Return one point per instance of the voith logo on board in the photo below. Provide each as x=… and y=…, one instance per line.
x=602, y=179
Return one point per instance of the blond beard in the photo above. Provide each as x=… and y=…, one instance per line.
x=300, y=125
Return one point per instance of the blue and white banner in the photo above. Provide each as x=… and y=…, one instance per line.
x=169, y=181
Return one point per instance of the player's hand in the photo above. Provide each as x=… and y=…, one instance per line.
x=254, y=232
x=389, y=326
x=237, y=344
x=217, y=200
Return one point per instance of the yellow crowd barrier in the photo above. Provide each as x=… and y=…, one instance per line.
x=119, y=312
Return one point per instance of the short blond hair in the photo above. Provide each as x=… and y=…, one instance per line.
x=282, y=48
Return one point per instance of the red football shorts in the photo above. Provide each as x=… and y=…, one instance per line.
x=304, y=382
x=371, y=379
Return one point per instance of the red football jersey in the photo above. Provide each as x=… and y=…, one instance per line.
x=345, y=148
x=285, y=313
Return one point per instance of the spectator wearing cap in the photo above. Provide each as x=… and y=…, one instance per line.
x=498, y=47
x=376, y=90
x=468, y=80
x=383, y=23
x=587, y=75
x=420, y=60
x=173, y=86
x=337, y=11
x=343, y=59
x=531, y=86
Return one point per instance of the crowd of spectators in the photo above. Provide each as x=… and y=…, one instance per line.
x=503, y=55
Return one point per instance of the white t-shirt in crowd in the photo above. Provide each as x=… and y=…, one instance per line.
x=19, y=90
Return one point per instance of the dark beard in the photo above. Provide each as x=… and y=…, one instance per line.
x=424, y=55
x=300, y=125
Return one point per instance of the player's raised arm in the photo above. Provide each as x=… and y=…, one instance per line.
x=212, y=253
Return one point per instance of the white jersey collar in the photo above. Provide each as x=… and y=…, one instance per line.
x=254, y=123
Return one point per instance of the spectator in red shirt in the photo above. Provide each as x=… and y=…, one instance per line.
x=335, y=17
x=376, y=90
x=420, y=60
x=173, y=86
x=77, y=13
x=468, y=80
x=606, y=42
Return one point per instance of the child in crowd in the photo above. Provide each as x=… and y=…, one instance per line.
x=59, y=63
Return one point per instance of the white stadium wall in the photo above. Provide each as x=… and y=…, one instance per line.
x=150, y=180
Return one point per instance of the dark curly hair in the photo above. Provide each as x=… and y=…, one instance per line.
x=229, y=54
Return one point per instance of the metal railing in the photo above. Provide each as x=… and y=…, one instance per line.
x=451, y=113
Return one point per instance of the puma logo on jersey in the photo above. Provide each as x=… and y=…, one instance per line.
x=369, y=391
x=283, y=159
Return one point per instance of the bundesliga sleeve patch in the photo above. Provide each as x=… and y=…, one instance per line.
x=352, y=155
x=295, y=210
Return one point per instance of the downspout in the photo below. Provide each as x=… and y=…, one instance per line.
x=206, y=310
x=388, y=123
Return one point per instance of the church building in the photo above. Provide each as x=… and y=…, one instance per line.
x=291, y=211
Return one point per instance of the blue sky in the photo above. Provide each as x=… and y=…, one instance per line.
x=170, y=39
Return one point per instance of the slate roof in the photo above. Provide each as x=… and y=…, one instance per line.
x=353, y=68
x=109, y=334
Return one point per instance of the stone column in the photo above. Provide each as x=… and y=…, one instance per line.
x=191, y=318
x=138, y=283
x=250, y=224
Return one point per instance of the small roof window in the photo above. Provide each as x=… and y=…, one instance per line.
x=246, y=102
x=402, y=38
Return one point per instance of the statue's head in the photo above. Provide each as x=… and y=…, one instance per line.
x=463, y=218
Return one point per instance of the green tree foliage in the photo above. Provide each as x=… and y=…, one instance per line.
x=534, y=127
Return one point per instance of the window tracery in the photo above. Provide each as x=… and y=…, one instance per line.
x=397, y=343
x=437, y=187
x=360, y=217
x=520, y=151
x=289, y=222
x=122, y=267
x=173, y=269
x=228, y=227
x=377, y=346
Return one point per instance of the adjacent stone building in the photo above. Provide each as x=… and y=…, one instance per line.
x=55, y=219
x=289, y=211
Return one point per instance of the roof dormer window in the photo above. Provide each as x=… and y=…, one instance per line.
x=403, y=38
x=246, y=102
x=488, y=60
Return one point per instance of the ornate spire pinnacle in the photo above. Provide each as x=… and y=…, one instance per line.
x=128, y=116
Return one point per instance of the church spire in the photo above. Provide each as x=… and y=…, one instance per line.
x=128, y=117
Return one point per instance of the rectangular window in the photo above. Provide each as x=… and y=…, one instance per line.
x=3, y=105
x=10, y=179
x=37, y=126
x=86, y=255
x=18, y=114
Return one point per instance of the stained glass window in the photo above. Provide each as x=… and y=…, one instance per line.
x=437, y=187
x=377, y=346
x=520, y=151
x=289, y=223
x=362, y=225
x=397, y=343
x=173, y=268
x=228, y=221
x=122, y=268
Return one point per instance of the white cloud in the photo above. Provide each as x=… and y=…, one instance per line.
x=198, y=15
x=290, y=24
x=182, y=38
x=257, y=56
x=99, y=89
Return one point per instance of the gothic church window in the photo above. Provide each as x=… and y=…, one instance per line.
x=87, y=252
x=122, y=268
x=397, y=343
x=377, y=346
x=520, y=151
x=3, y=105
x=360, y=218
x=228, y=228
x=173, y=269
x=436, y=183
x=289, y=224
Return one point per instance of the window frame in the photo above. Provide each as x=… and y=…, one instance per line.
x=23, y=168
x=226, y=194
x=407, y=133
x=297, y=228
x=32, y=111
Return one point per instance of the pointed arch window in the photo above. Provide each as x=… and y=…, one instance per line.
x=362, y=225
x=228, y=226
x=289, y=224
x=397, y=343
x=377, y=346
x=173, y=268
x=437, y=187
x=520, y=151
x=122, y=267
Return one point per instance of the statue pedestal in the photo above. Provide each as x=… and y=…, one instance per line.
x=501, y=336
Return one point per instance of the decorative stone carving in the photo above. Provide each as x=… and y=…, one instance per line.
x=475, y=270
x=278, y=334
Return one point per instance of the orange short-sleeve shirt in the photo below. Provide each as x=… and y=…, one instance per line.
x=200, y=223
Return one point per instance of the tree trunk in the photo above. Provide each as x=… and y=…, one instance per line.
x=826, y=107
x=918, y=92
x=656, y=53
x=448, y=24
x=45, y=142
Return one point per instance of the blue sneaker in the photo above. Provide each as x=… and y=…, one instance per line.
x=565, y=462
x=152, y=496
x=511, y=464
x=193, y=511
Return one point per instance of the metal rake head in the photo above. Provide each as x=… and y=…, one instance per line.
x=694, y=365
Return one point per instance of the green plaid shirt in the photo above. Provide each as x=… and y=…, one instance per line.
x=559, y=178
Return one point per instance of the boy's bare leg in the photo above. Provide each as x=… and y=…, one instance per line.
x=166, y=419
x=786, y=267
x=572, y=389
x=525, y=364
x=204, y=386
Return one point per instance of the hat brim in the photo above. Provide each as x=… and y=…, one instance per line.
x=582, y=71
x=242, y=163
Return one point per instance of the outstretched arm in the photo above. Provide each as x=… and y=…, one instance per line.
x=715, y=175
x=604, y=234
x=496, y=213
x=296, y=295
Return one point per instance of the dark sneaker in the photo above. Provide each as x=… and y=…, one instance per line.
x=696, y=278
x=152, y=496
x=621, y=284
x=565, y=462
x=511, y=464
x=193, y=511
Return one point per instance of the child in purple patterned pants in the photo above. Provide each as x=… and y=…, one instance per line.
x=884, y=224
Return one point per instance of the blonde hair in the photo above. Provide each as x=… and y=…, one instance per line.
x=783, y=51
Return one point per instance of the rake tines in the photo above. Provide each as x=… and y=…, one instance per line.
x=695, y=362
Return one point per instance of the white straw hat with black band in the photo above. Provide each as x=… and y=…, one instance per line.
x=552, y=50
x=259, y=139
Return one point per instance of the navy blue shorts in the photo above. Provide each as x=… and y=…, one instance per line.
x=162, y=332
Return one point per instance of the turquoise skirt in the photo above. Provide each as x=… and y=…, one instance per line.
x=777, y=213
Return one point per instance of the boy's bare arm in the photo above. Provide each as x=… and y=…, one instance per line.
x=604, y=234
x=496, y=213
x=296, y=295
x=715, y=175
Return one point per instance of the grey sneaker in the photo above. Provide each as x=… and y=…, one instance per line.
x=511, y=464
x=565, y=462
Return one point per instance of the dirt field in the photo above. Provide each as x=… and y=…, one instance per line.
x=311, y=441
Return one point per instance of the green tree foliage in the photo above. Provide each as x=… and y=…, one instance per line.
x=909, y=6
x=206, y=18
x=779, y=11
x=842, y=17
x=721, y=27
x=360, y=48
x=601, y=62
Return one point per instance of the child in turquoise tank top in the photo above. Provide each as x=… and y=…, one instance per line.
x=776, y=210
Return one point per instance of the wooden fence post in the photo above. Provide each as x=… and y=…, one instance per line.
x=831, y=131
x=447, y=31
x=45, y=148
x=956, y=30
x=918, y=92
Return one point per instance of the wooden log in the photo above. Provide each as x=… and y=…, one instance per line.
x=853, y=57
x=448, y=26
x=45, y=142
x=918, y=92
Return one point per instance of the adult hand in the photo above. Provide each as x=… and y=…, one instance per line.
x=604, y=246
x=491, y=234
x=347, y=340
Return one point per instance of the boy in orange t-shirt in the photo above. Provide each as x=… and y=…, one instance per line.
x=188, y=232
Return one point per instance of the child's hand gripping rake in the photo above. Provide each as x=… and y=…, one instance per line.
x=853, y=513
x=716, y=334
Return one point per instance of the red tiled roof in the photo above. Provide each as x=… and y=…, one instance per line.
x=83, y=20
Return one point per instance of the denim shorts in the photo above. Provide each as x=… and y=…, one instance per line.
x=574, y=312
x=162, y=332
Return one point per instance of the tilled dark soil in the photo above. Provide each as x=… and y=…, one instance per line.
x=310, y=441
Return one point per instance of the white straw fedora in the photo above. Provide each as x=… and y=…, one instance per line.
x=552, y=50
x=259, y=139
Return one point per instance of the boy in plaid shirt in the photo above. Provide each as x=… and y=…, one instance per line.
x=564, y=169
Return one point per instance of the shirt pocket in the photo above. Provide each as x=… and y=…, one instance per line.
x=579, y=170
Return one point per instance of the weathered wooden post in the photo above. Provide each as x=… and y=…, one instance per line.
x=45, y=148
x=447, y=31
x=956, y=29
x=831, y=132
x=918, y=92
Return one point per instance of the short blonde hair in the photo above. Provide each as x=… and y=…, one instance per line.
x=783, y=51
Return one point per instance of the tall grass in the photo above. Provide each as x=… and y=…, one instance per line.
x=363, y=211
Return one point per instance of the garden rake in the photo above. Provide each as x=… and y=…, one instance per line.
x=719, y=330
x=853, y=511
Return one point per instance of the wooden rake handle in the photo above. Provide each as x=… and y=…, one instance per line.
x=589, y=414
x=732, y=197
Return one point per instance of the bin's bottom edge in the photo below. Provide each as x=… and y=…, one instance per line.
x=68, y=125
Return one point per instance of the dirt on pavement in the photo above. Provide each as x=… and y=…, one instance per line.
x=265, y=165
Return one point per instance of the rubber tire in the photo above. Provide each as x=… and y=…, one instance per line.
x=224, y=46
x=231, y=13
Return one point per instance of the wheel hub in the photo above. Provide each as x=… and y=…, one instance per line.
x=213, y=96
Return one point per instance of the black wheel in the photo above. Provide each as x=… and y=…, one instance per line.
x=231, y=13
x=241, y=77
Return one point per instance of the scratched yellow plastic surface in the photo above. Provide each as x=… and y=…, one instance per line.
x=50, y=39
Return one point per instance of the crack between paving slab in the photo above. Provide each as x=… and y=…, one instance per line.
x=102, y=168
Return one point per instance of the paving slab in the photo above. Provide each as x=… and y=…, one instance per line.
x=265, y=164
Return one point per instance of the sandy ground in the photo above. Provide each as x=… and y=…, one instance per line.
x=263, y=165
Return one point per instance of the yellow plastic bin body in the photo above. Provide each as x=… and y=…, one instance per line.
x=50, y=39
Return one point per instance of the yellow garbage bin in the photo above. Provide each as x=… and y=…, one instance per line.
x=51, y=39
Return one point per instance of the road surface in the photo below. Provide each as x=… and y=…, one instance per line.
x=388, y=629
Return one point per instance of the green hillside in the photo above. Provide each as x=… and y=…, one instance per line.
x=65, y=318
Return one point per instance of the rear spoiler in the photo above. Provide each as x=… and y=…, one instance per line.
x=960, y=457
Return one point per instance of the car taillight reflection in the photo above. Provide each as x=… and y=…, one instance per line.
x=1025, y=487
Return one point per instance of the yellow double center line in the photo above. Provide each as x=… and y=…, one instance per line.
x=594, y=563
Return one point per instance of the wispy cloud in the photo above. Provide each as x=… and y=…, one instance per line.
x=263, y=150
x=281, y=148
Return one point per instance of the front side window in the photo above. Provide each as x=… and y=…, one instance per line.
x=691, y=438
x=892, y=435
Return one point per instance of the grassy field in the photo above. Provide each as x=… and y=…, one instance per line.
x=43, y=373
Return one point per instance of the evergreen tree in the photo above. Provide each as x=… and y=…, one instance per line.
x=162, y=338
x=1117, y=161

□ □ □ □ □

_PROBLEM DETAILS_.
Reproduce the lines of the records above word for word, starting at the line that contains "Return one point per instance of the yellow garbage" and ending at the line that contains "x=281, y=148", including both.

_TASK RESPONSE_.
Return one point per instance of the yellow garbage bin in the photo above. Provide each as x=… and y=…, one instance per line.
x=51, y=39
Return one point per instance of the road surface in the photo below. Provide each as x=… and y=…, one instance per line.
x=388, y=629
Return one point per instance of the green hillside in the photo above. Provide each as x=… and y=…, one instance per line.
x=65, y=318
Return one point per instance of the rear spoiler in the photo above. Provide each as x=… and y=…, one instance per line.
x=960, y=457
Return one point per instance of the car taillight reflection in the photo above. Provide each as x=… and y=…, one instance per line.
x=1025, y=487
Return one point per instance of the yellow double center line in the photo above. Provide each as x=… and y=…, one instance per line.
x=594, y=563
Return one point per instance of the wispy cloud in the photo above. Provide each as x=… and y=…, one instance per line.
x=263, y=150
x=281, y=148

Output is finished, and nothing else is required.